### Instructions to follow:
Tally the lines in the rows below that contain the string "white", and reply with the number alone.

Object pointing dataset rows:
********

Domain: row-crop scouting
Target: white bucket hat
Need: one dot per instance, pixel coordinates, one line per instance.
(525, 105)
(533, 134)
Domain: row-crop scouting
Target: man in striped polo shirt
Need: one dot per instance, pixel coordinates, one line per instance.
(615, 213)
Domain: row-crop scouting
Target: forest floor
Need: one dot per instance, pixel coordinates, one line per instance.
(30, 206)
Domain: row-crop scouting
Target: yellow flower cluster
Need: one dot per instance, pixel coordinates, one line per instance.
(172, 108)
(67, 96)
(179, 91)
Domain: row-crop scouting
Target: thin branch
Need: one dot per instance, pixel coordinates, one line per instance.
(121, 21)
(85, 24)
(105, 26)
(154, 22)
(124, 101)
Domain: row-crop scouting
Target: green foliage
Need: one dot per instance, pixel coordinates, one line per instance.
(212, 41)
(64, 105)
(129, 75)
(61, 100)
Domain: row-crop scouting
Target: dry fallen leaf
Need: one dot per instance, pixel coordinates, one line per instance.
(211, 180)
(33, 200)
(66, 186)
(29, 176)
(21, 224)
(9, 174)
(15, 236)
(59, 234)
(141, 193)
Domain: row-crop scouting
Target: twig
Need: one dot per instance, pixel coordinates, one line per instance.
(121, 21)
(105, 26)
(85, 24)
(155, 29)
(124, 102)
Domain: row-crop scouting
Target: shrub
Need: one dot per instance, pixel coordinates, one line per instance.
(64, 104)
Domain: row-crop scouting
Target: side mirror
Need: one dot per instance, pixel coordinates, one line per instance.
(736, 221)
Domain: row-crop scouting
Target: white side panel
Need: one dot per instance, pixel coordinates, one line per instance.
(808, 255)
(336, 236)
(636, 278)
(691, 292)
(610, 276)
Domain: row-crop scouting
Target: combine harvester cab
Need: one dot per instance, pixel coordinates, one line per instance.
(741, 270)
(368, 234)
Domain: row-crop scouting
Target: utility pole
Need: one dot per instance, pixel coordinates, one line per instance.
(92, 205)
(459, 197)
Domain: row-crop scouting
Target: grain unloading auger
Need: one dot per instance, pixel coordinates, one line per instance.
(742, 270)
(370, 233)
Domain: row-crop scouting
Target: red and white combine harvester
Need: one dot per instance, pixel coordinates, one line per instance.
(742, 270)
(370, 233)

********

### Correct result:
3